--- BEGIN SUPPLIED DATA ---

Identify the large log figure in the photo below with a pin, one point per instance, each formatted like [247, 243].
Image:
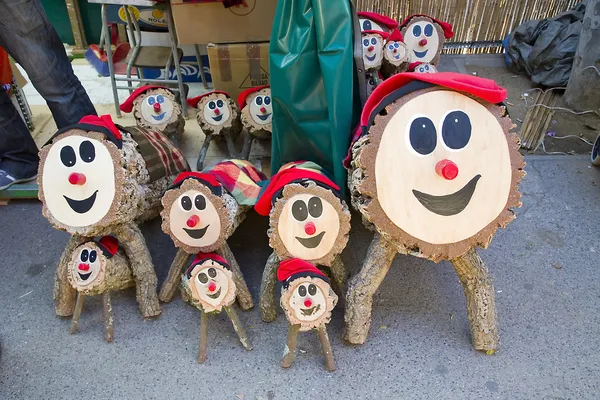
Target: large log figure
[155, 108]
[96, 179]
[307, 220]
[307, 299]
[211, 287]
[434, 172]
[424, 37]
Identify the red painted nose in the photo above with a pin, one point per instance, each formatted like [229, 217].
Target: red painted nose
[77, 179]
[446, 169]
[193, 221]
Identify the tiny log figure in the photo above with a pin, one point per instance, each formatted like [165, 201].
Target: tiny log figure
[202, 210]
[424, 37]
[210, 286]
[434, 177]
[307, 300]
[155, 109]
[307, 220]
[99, 267]
[98, 179]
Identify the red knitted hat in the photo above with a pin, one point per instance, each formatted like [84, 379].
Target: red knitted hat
[446, 27]
[242, 97]
[127, 105]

--- END SUPPLIED DATA ---

DIRECTIONS:
All of the records above must be copied exactly, except for the pictures.

TASK SOLUTION:
Identify the large log figure in the photo below with a pin, one point per instance, each formatted like [247, 243].
Image:
Target: large log figure
[155, 108]
[96, 179]
[307, 220]
[307, 299]
[211, 287]
[434, 172]
[424, 37]
Identify the red painted nose in the photo above with a pin, one point per instance, each formatted like [229, 217].
Target: red painted nose
[77, 179]
[446, 169]
[193, 221]
Identify the tiny log figure in the photo above with a pin, one point per instance, each formatted like [165, 201].
Target: tiny log figure
[202, 210]
[424, 37]
[210, 286]
[434, 177]
[307, 300]
[155, 109]
[307, 220]
[99, 267]
[98, 179]
Identify the red knitted hat in the photo above with a pin, one point per instance, each formatted like [84, 379].
Target: red knitted hat
[446, 27]
[242, 97]
[127, 105]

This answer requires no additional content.